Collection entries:
○ ○ ○ ○
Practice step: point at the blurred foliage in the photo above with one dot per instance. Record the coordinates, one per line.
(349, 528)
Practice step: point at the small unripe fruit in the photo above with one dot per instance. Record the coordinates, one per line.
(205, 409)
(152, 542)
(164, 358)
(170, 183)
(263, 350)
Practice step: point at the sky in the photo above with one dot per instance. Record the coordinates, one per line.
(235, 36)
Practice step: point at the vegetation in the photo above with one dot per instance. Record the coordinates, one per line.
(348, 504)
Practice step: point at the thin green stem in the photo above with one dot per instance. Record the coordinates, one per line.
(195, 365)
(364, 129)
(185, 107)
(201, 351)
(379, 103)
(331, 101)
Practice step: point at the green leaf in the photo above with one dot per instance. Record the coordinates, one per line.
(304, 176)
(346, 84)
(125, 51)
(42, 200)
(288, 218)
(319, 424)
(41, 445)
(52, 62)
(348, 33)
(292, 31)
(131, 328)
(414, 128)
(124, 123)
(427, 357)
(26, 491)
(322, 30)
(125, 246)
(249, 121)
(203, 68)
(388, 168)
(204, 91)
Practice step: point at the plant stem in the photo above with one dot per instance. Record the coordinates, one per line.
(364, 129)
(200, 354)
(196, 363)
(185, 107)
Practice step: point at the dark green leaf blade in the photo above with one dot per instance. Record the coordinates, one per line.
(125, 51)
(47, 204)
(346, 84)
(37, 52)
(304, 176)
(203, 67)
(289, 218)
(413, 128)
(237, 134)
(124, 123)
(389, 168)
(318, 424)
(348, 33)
○ ○ ○ ○
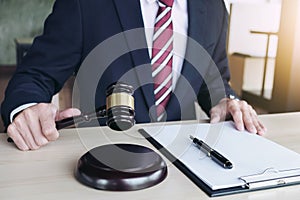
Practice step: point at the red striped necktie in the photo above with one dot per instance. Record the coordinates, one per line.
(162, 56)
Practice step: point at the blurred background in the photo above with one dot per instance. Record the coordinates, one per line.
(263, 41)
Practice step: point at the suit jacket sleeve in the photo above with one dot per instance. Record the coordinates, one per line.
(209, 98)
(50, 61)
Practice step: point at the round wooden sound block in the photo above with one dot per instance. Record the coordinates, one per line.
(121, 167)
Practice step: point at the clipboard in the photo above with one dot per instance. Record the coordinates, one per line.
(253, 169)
○ ○ ○ ○
Count the lines of the material above that contain the string "leaf", treating uppercase and lowercase as different, and give only the number.

→ TASK SOLUTION:
2